DIRECTION:
Copy out every line of the material below word for word, omitting the pictures.

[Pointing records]
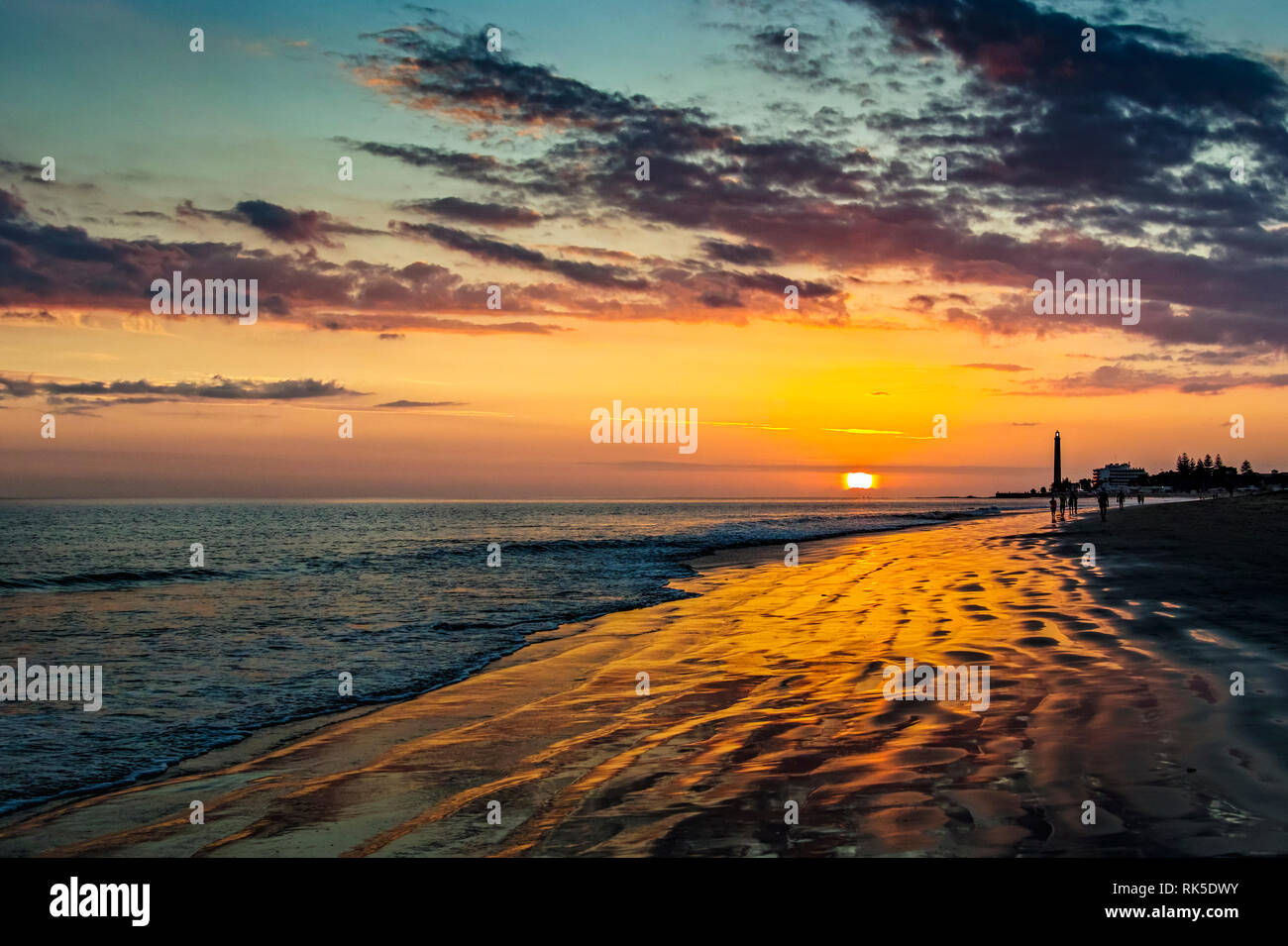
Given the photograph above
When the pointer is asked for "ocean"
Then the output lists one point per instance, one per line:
(294, 593)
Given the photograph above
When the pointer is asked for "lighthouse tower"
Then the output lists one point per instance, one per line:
(1056, 481)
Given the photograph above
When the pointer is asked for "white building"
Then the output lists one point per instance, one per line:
(1115, 476)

COMPLETED TASK:
Given the photograph above
When the pointer is asked for "ocean"
Then the output lists one point per instance, one per line:
(294, 593)
Given the photograph above
When the pointer is asked for "lighthouse tower"
Then the output lists one point per instance, one per line:
(1056, 481)
Given the photograph above
When the pointer is asked for "white building"
Then the output lists one point per instance, one per line:
(1115, 476)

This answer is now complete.